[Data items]
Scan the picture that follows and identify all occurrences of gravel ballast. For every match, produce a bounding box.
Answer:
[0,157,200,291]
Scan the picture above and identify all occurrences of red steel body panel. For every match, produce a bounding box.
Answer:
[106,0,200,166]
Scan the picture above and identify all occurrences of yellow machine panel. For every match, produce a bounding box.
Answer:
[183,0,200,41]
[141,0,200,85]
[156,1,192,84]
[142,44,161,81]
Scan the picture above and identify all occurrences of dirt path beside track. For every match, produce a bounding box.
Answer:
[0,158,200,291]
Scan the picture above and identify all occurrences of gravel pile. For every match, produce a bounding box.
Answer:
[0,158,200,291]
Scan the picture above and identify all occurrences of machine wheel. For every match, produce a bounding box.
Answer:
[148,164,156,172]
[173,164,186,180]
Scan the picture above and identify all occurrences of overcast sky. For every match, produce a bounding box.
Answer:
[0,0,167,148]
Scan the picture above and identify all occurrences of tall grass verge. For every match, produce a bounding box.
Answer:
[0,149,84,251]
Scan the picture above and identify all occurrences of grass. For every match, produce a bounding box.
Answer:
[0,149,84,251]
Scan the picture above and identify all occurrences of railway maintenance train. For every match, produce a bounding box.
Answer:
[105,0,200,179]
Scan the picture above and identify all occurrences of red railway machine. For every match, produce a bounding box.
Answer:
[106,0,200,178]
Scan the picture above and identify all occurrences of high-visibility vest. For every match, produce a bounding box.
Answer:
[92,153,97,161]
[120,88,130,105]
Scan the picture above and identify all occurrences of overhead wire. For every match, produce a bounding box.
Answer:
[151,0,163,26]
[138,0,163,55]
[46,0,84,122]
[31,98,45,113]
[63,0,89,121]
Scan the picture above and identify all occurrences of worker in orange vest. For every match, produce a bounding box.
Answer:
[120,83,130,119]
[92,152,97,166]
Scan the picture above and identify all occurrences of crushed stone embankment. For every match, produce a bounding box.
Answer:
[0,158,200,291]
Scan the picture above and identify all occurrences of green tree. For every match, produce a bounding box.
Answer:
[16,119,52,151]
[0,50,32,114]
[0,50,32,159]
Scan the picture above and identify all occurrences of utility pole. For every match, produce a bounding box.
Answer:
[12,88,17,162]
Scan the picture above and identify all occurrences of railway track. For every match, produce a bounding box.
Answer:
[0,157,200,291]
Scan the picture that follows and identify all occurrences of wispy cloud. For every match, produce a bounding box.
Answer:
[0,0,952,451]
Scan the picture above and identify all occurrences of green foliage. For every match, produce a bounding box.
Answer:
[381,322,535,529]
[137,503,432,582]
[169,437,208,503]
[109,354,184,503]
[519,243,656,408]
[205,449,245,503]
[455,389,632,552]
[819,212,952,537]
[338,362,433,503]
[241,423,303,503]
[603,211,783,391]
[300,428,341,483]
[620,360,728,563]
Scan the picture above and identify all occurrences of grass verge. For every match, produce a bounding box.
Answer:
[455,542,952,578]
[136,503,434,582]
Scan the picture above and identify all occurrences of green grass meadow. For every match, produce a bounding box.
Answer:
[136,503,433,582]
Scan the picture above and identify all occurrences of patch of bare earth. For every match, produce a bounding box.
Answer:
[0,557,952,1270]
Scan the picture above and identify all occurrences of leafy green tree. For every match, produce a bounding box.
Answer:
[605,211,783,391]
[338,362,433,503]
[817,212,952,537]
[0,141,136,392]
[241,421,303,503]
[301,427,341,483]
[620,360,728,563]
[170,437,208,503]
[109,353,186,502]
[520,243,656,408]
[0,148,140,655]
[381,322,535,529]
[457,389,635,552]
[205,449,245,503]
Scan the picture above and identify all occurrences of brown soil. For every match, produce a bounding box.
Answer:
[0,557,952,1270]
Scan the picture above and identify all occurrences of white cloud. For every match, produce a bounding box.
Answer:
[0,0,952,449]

◆ Directive ◆
Rewrite everything from the line containing "Scan the picture above and identify all occurrences of overcast" down through the line containing "[106,0,200,178]", swapping each "railway" for "rail". Leave everything else in those lines unchanged.

◆ Solution for this task ◆
Scan the picture above and identify all occurrences of overcast sky. For every match, produce a bounding box.
Answer:
[0,0,167,148]
Scan the picture above and identify all occurrences of tall grass verge. For every match, produce a bounding box.
Answer:
[0,149,84,251]
Scan the picture above and identify all occurrences of grass. For every match, produce a bounding box.
Answer:
[0,149,84,251]
Scan the picture above and identify all occurrences of rail maintenance train. For every match, produce a bounding box.
Answer:
[105,0,200,179]
Scan the picture above and identify all occurrences of red rail machine. For every match, produce a bounding box.
Answer:
[106,0,200,178]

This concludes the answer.